### TEXT PASSAGE:
-------------------------

How do I perform a rotation on the Hilbert Curve Space about a primary axis

Question

So here is the issue I have taken the Doug Moore code from http://www.tiac.net/~sw/2008/10/Hilbert/moore/hilbert.c and converted it into java for use in my masters thesis on implementing an LSH method for storing photons in a Photon Mapped Ray racer. But here in lies the problem. Because of the way that I am utilizing the Hilbert indexes later in my process thresholds are being used. But the the thresholds are lining up with the cracks in the Hilbert curve and causing artifacts in my final image. According to the research I have done the solution to this is to rotate the Hilbert Curve Space about the primary axis slightly but I have no clue as to how to accomplish this. If anyone has any thoughts about this I am extremely stuck at the moment and could use some help.

temp = photonsBH[i].key = h.hilbert_c2i(THREE, SIXTEEN, coord); this line is how i call the hilbert function it takes in 3 params first is the number of dimension, second is the number of bits, and third is the point which has been sent though the following equation to preserve accuracy and shift the point positive.

xi = (int) (EPSILONSHIFT * photonsBH[i].pos[0]) + XYZ_shift[0];
yi = (int) (EPSILONSHIFT * photonsBH[i].pos[1]) + XYZ_shift[1];
zi = (int) (EPSILONSHIFT * photonsBH[i].pos[2]) + XYZ_shift[2];
coord[0] = new BigInteger("" + xi);
coord[1] = new BigInteger("" + yi);
coord[2] = new BigInteger("" + zi);

Code from hilbert.java

public class hilbert
{
    // BigInteger bitmask_t;
    // BigInteger halfmask_t;

    public int  size;

    public hilbert(int s)

-------------------------

(Recorded data)
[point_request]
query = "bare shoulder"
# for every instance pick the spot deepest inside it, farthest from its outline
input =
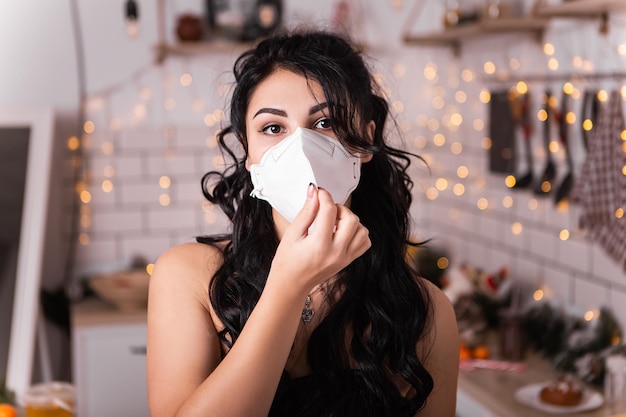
(184, 274)
(442, 336)
(440, 353)
(183, 346)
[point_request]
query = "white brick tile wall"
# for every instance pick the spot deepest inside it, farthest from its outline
(575, 254)
(558, 284)
(111, 221)
(173, 218)
(590, 295)
(605, 268)
(130, 217)
(171, 163)
(147, 246)
(617, 304)
(145, 192)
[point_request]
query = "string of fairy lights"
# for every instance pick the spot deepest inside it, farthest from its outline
(442, 131)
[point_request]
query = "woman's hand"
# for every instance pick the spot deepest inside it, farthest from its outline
(323, 239)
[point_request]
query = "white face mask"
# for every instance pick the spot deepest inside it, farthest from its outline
(286, 170)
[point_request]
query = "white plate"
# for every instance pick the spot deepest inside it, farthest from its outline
(529, 395)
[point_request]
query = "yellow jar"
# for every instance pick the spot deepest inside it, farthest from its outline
(50, 399)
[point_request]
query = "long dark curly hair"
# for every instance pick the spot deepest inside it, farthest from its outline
(383, 308)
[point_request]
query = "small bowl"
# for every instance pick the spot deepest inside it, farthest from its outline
(127, 290)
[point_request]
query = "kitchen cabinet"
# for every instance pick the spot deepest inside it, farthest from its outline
(109, 361)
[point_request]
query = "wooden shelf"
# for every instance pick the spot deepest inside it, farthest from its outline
(219, 46)
(455, 35)
(536, 23)
(579, 8)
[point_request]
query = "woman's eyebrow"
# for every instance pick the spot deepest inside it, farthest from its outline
(270, 110)
(318, 107)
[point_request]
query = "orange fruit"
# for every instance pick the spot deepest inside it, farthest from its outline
(7, 410)
(481, 352)
(465, 353)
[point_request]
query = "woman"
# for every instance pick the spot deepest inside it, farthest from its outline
(308, 308)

-------------------------

### REQUEST:
Copy the Hilbert curve question again from the words "How do I perform" through "use some help.", replacing every "thresholds" with "cutoffs".

### ANSWER TO THIS TASK:
How do I perform a rotation on the Hilbert Curve Space about a primary axis

Question

So here is the issue I have taken the Doug Moore code from http://www.tiac.net/~sw/2008/10/Hilbert/moore/hilbert.c and converted it into java for use in my masters thesis on implementing an LSH method for storing photons in a Photon Mapped Ray racer. But here in lies the problem. Because of the way that I am utilizing the Hilbert indexes later in my process cutoffs are being used. But the the cutoffs are lining up with the cracks in the Hilbert curve and causing artifacts in my final image. According to the research I have done the solution to this is to rotate the Hilbert Curve Space about the primary axis slightly but I have no clue as to how to accomplish this. If anyone has any thoughts about this I am extremely stuck at the moment and could use some help.